* _SOURCE EXTRACT_:
# # # # #
Probabilistic Debt Sustainability Assessment: Looking Back at the Eve of Troubled Times (“Constant” policy scenario)

	2000	2001	20002	2003	2004	2005
Debt ratio lower than in 2000 (1999 for Turkey)
Argentina	…	0.07	0.11	0.13	0.17	0.18
Brazil	…	0.71	0.66	0.61	0.59	0.58
South Africa	…	0.87	0.93	0.96	0.95	0.95
Turkey	0.18	0.14	0.12	0.09	0.10	…
Debt ratio more than 10 percent of GDP higher than in 2000 (1999 for Turkey)
Argentina	…	0.24	0.60	0.68	0.72	0.75
Brazil	…	0.01	0.06	0.14	0.20	0.25
South Africa	…	0.00	0.00	0.00	0.00	0.00
Turkey	0.19	0.64	0.73	0.80	0.83	…
Sustainability index
Argentina	…	0.06	0.04	0.04	0.05	0.05
Brazil	…	0.71	0.63	0.53	0.47	0.44
South Africa	…	0.87	0.93	0.96	0.95	0.94
Turkey	0.14	0.05	0.03	0.02	0.02	…

Source: Authors' calculations.

The outcome of simulation exercises is potentially highly sensitive to initial assumptions. The impact of plausible variations in our baseline assumptions on the sustainability analysis is reported in Celasun, Debrun, and Ostry (2006) for Argentina, Brazil, and Turkey. Robustness checks include a change in the specification of the fiscal reaction function along the lines suggested in Section II, the use of parameters from the SGMM estimates of the linear reaction function, a deterministic primary surplus path, and the use of a risky foreign interest rate (in lieu of the U.S. rate). The first two tests did not materially affect the risk analysis performed above, but the latter two suggest that (1) the deterministic policy assumption leads to underestimation of risks, and (2) the use of risky foreign interest rates significantly widens fan charts.

Implications of the Analysis

The analysis in this section shows that our simulation algorithm could be easily applied to various emerging market economies in order to help develop a “risk-management” approach to public debt sustainability. The central idea was to provide policymakers with graphic representations (in the form of fan charts) that summarize the distribution of public debt, as well as numerical sustainability indicators that take into account characteristics of this distribution, notably the probability that debt will decline over some horizon and the probability that upside risks to the debt ratio will be limited.

The algorithm we proposed was also used to generate fan charts and numerical sustainability indicators on the eve of crises in order to check whether our approach would have provided credible early warning to policymakers: the indicator we developed indeed was flashing bright red on the eve of crises, and the fan charts give an equally supportive visual impression of the prospect of troubled times ahead. The analysis also illustrates the extent to which fiscal policy—summarized in the estimated fiscal reaction function—provides adequate insurance to stabilize the debt ratio in the face of shocks (on the eve of the above crises, it clearly did not). The algorithm is also flexible enough to study alternative scenarios and assess their implications for risks to debt dynamics.
# # # # #
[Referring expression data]
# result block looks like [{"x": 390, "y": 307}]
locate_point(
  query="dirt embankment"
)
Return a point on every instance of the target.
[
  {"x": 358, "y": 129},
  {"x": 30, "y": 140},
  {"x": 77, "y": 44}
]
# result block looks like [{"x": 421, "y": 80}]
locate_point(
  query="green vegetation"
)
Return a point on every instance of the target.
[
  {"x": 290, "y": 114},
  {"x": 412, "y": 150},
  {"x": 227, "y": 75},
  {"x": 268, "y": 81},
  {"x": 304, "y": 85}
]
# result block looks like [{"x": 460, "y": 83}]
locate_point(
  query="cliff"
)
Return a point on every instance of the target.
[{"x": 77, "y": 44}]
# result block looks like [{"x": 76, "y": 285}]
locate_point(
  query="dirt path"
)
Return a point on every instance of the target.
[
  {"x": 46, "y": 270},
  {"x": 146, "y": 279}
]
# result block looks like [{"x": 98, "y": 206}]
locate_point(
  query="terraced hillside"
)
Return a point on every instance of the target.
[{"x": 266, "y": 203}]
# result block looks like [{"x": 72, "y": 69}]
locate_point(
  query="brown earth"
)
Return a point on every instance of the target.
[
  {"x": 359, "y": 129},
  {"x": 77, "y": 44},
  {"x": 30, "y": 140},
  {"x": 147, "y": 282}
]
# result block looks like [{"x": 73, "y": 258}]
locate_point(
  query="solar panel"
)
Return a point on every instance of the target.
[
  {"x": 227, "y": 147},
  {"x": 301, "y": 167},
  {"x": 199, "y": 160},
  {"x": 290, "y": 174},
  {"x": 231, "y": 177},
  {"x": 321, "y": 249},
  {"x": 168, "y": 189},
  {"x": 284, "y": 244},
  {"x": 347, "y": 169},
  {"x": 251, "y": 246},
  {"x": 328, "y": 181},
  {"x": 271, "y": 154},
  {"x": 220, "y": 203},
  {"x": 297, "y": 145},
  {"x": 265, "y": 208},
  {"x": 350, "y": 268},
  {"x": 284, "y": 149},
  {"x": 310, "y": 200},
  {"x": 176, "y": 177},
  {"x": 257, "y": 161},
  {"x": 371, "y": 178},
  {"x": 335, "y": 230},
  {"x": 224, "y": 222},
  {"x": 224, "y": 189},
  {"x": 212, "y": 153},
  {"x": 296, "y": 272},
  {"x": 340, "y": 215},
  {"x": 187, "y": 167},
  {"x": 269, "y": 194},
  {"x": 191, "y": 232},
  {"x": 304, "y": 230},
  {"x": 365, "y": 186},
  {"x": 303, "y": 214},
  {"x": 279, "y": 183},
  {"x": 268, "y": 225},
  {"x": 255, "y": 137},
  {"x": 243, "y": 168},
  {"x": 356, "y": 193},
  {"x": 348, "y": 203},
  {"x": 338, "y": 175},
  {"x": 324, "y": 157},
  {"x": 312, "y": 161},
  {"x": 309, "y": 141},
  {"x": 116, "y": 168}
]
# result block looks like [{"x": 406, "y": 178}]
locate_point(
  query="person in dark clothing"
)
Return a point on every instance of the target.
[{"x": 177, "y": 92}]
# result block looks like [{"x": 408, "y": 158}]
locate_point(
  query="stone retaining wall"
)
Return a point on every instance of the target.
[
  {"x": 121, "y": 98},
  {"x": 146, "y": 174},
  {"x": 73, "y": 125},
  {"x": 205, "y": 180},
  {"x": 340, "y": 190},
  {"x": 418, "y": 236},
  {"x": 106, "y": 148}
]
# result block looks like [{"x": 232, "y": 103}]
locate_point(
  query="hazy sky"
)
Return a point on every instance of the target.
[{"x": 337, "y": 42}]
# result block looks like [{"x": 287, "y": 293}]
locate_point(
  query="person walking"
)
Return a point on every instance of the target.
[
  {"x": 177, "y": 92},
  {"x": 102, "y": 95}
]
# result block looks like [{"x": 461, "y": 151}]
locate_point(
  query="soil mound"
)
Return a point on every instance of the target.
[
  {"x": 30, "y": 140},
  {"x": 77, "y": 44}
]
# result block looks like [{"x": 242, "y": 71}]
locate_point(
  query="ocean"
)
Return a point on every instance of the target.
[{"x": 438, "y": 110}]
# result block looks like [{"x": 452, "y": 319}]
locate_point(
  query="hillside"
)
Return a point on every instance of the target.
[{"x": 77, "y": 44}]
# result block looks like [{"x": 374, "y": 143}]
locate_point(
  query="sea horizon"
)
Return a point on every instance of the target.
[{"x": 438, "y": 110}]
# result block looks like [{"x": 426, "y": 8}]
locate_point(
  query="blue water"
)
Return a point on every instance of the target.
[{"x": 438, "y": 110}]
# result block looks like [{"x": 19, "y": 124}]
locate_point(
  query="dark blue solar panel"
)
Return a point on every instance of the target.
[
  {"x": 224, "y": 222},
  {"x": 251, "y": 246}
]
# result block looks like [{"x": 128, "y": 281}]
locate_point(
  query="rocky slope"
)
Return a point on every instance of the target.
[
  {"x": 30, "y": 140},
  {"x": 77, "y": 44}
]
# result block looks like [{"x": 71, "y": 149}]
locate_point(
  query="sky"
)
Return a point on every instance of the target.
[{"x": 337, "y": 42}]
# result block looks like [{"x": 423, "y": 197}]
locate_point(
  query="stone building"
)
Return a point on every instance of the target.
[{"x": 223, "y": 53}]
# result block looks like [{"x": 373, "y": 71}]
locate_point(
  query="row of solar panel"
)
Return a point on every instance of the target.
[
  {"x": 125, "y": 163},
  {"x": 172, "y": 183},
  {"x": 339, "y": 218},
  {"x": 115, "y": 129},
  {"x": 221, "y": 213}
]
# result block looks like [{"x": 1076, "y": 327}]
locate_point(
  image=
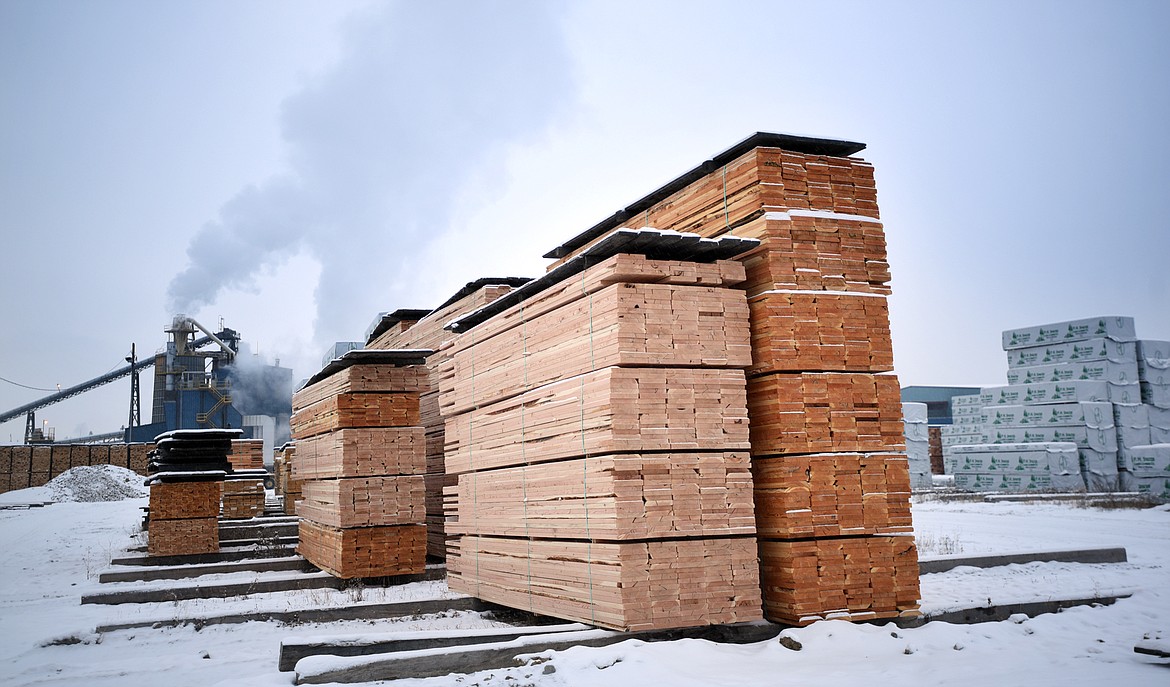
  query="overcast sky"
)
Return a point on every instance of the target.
[{"x": 293, "y": 167}]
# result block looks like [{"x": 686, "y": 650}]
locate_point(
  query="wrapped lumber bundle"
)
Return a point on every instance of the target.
[
  {"x": 186, "y": 483},
  {"x": 424, "y": 329},
  {"x": 358, "y": 458},
  {"x": 597, "y": 424},
  {"x": 821, "y": 350}
]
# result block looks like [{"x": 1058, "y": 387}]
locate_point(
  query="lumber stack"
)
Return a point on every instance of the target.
[
  {"x": 242, "y": 499},
  {"x": 826, "y": 428},
  {"x": 184, "y": 517},
  {"x": 598, "y": 431},
  {"x": 247, "y": 454},
  {"x": 359, "y": 461},
  {"x": 424, "y": 329}
]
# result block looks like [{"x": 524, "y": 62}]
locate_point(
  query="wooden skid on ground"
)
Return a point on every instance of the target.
[
  {"x": 631, "y": 585},
  {"x": 610, "y": 497},
  {"x": 832, "y": 494},
  {"x": 360, "y": 452},
  {"x": 349, "y": 502},
  {"x": 365, "y": 551},
  {"x": 626, "y": 324},
  {"x": 847, "y": 577},
  {"x": 825, "y": 412},
  {"x": 607, "y": 411}
]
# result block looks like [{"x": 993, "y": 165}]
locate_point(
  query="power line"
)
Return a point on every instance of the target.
[{"x": 25, "y": 385}]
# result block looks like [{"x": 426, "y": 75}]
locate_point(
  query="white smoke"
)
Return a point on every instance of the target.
[{"x": 425, "y": 98}]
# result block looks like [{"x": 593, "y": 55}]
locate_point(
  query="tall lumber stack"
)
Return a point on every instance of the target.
[
  {"x": 597, "y": 424},
  {"x": 359, "y": 454},
  {"x": 424, "y": 329},
  {"x": 832, "y": 483}
]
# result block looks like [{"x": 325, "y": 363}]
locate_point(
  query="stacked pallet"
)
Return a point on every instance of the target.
[
  {"x": 184, "y": 517},
  {"x": 821, "y": 352},
  {"x": 247, "y": 454},
  {"x": 424, "y": 329},
  {"x": 359, "y": 457},
  {"x": 598, "y": 430}
]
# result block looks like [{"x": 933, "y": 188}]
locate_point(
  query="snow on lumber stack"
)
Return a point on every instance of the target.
[
  {"x": 358, "y": 454},
  {"x": 820, "y": 341},
  {"x": 598, "y": 430},
  {"x": 424, "y": 329}
]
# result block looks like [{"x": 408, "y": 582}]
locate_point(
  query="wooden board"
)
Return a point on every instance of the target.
[
  {"x": 810, "y": 331},
  {"x": 181, "y": 537},
  {"x": 607, "y": 411},
  {"x": 360, "y": 452},
  {"x": 825, "y": 412},
  {"x": 857, "y": 578},
  {"x": 350, "y": 502},
  {"x": 356, "y": 410},
  {"x": 185, "y": 500},
  {"x": 626, "y": 324},
  {"x": 362, "y": 378},
  {"x": 631, "y": 585},
  {"x": 610, "y": 497},
  {"x": 832, "y": 494},
  {"x": 364, "y": 551}
]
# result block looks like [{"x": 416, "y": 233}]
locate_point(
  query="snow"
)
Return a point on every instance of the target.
[{"x": 55, "y": 554}]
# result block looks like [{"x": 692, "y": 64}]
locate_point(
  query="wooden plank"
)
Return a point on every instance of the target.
[
  {"x": 364, "y": 551},
  {"x": 857, "y": 578},
  {"x": 825, "y": 412},
  {"x": 359, "y": 452},
  {"x": 607, "y": 411},
  {"x": 610, "y": 497},
  {"x": 630, "y": 585}
]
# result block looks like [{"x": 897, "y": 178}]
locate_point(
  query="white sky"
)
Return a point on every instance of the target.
[{"x": 297, "y": 166}]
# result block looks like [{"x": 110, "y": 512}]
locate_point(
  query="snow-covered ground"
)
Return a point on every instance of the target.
[{"x": 54, "y": 554}]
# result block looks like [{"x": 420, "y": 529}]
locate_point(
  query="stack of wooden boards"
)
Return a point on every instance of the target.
[
  {"x": 287, "y": 487},
  {"x": 184, "y": 517},
  {"x": 832, "y": 487},
  {"x": 424, "y": 329},
  {"x": 598, "y": 431},
  {"x": 359, "y": 454}
]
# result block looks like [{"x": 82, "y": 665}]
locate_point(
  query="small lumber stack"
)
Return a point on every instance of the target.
[
  {"x": 288, "y": 487},
  {"x": 359, "y": 454},
  {"x": 832, "y": 483},
  {"x": 597, "y": 423},
  {"x": 187, "y": 469},
  {"x": 424, "y": 329},
  {"x": 247, "y": 454}
]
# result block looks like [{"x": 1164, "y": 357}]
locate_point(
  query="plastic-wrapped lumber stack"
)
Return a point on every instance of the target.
[
  {"x": 359, "y": 452},
  {"x": 1146, "y": 467},
  {"x": 185, "y": 487},
  {"x": 424, "y": 329},
  {"x": 917, "y": 444},
  {"x": 965, "y": 427},
  {"x": 819, "y": 397},
  {"x": 597, "y": 425},
  {"x": 1067, "y": 382}
]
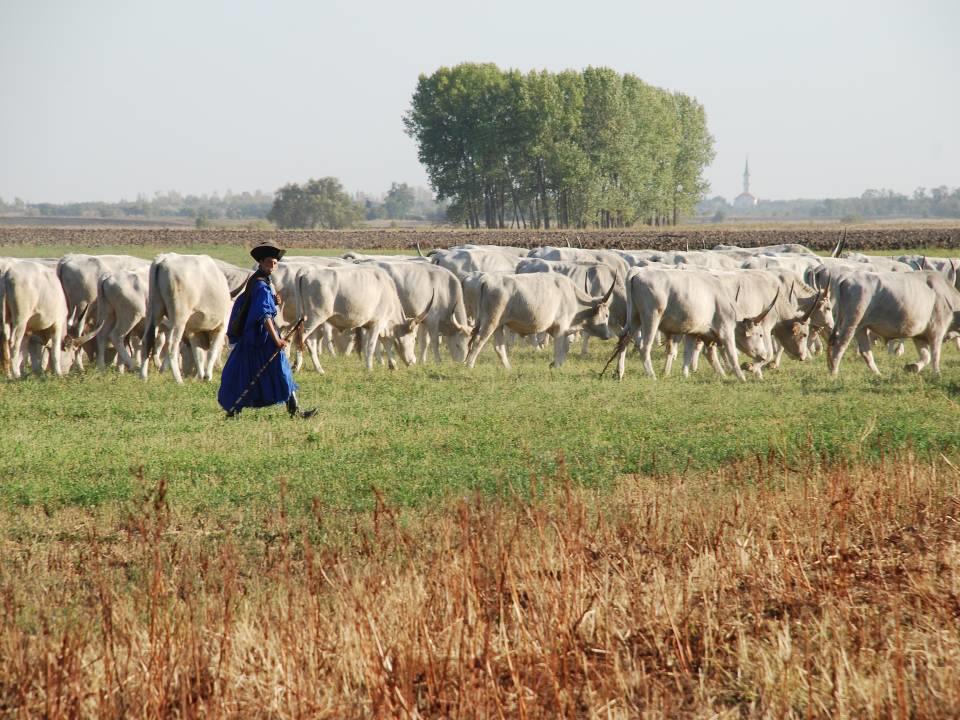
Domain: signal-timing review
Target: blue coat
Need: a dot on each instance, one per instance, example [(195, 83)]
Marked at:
[(251, 351)]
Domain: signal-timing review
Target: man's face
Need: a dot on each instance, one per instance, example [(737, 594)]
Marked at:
[(268, 265)]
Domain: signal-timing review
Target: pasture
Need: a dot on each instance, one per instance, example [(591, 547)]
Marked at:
[(445, 542)]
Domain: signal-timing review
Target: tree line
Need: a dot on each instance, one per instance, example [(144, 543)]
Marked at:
[(938, 202), (569, 149)]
# # # # #
* _YOUR TASK_: In the debt sustainability text, what does the deterministic policy assumption lead to?

* _YOUR SOLUTION_: It leads to underestimation of risks.